• [YOUR TASK]
Your answer must be the full set of entries, reproduced exactly.

Collected data
□ □ □ □

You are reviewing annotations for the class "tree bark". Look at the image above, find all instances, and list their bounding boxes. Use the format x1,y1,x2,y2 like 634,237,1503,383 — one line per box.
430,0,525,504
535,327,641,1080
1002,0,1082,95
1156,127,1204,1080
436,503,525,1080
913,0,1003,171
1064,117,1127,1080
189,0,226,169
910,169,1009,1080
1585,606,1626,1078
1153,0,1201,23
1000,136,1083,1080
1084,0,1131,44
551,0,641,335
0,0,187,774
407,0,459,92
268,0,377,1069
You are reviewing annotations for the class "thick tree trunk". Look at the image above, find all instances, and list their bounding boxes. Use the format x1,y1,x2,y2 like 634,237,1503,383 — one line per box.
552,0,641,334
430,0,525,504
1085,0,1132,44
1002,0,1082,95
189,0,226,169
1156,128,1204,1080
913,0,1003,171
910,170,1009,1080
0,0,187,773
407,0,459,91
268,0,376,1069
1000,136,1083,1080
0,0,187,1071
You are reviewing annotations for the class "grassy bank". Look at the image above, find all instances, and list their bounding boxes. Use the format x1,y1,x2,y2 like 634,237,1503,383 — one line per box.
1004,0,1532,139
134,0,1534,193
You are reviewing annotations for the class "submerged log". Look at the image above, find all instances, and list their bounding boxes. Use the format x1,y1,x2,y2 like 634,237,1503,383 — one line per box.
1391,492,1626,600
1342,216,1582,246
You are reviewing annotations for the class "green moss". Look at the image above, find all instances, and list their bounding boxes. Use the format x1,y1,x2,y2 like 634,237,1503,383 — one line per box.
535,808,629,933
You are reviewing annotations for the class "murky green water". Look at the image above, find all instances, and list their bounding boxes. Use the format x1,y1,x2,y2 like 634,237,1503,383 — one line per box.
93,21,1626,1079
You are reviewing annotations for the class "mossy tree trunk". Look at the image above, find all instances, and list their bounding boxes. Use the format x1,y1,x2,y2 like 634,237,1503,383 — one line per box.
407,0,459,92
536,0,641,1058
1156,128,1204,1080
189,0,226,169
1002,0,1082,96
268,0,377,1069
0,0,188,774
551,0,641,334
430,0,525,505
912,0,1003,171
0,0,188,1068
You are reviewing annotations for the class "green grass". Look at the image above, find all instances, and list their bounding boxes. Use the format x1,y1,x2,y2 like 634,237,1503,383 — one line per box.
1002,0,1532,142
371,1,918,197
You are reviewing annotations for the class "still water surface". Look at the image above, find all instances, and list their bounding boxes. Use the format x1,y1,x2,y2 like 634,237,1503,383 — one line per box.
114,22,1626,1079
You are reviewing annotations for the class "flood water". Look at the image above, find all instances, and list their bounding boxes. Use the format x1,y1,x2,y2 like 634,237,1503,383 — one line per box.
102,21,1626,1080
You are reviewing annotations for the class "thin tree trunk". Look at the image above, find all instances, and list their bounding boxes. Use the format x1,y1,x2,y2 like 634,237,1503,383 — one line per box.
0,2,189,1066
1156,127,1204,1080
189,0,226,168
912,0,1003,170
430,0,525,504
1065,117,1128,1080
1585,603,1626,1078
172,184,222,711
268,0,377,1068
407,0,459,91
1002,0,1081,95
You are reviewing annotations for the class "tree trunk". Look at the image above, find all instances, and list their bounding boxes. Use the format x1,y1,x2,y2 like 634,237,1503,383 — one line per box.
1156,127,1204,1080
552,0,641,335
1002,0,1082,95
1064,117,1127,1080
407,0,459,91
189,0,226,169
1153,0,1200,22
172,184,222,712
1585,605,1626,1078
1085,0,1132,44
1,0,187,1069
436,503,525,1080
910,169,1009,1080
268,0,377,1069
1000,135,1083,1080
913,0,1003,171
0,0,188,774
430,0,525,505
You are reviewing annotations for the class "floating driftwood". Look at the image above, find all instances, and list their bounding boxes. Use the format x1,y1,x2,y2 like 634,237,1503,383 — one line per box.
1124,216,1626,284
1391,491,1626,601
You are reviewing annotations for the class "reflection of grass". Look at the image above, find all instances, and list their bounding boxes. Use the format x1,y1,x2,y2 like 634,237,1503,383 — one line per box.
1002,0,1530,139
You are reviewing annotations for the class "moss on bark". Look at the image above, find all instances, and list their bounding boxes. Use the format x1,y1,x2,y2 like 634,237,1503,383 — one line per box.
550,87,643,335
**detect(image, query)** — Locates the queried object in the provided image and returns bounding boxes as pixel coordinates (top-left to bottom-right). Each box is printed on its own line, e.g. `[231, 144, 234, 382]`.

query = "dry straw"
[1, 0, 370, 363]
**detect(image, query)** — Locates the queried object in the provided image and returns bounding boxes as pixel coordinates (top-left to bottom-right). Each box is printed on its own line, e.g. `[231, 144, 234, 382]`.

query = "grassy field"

□ □ □ □

• [EXERCISE ANSWER]
You are reviewing annotations for the class "tree bark". Look at the image above, find all instances, and list their bounding boxes. Use the format x1,y1,x2,y2 like 634,237,1503,383 — one line per box.
430,0,525,504
535,327,641,1080
1002,0,1082,95
1156,127,1204,1080
436,503,525,1080
913,0,1003,171
1064,117,1127,1080
189,0,226,169
910,169,1009,1080
1585,606,1626,1078
1153,0,1201,23
1000,136,1083,1080
1084,0,1131,44
551,0,641,335
0,0,187,774
407,0,459,92
268,0,377,1069
You are reviewing annotations for the class "thick tree trunk". Look at the image above, find all instances, and list their bounding boxes. Use the format x1,y1,x2,y2 like 634,237,1503,383 — one line per box.
552,0,641,334
430,0,525,504
1085,0,1132,44
1002,0,1082,95
189,0,226,169
1156,128,1204,1080
913,0,1003,171
910,170,1009,1080
0,0,187,773
407,0,459,91
268,0,376,1069
1000,136,1083,1080
0,0,187,1071
You are reviewing annotations for the class "grassy bank". Look at the image above, find all instances, and list their bounding boxes. Use the format x1,y1,x2,y2 like 634,237,1503,383 — one line per box.
1004,0,1532,139
134,0,1534,193
You are reviewing annotations for the class "submerged log". Look at the image above, find all instances, and list their bounding boxes. Use the format x1,y1,x2,y2 like 634,237,1503,383 — one line per box.
1391,492,1626,600
1342,216,1582,246
You are reviewing annotations for the class "green moss". Look at the image above, find all instances, and list their bounding boxes. Use the format x1,y1,x2,y2 like 634,237,1503,383 — one line per box.
535,808,629,933
You are reviewing annotations for the class "murky green water". Look at the image above, find all instances, and list their bounding boxes. Use the format x1,y1,x2,y2 like 634,237,1503,383 — one line per box.
93,21,1626,1079
You are reviewing annotations for the class "mossy tree trunk". Look at the image above, find all instances, and list their bounding boxes. Use the format x1,y1,x2,y2 like 634,237,1503,383 — one line per box.
407,0,459,92
536,0,641,1058
1156,128,1204,1080
189,0,226,169
1002,0,1082,96
268,0,377,1069
0,0,188,774
551,0,641,334
430,0,525,505
912,0,1003,171
0,0,188,1068
You are reviewing annotations for the class "green grass". Look at the image above, find all instances, and list their bounding boxes. Use the format x1,y1,x2,y2 like 634,237,1503,383 — one line per box.
1002,0,1532,142
371,1,918,197
You are reviewing annotations for the class "still water surface". Look at the image above, find all instances, and list their bounding boxes. Use the format x1,y1,x2,y2 like 634,237,1503,383 — one line per box.
114,22,1626,1079
You are reviewing annotations for the class "flood water". Look at the image above, find all instances, and list their bounding boxes. Use the format x1,y1,x2,y2 like 634,237,1503,383 — one line per box.
102,21,1626,1080
You are reviewing annotations for the class "thin tree trunk". Look at the image above, find all instances, and list their bounding boxes. Use the format x1,y1,x2,y2 like 634,237,1503,383 — one line per box.
0,2,189,1066
1156,127,1204,1080
189,0,226,168
912,0,1003,170
430,0,525,504
1065,117,1128,1080
1585,603,1626,1078
172,184,222,711
268,0,377,1068
407,0,459,91
1002,0,1081,95
You are reviewing annotations for the class "tree trunk". Look at the image above, find all instances, and list their bounding boxes. Use the format x1,y1,x2,y2 like 634,237,1503,383 — one line per box.
1156,127,1204,1080
552,0,641,335
1002,0,1082,95
1064,117,1127,1080
407,0,459,91
189,0,226,169
1153,0,1200,22
172,184,222,712
1585,605,1626,1078
1085,0,1132,44
1,0,187,1069
436,503,525,1080
910,169,1009,1080
268,0,377,1069
1000,135,1083,1080
913,0,1003,171
0,0,188,774
430,0,525,505
You are reviewing annotations for the class "floating driftwood". Look at the image above, find all instances, and list their bounding boxes. Use the format x1,y1,x2,y2 like 634,237,1503,383 — one line per box.
1124,216,1626,284
1391,491,1626,601
You are reviewing annotations for the class "reflection of grass". Look at the image above, find all instances, and list their bounding boxes. Use the format x1,y1,x2,y2 like 634,237,1503,383 — one line per box.
1002,0,1530,139
You are reviewing annotations for the class "moss on bark". Look at the image above, find all instances, and list their bounding boxes. Use the format x1,y1,x2,y2 like 634,237,1503,383 — one line per box.
550,87,643,335
**detect(image, query)** — Locates the queried object in the provided image and returns bounding boxes as pixel coordinates (top-left to bottom-right). Each box is printed on its own line, e.g. `[231, 144, 234, 382]`.

query = "dry straw"
[1, 0, 370, 363]
**detect(image, query)** — Locates the queried object in the provided image and returns bounding boxes as pixel coordinates (top-left to bottom-right). Each box is printed on its own line, e.g. `[231, 144, 234, 382]`.

query = "grassy field"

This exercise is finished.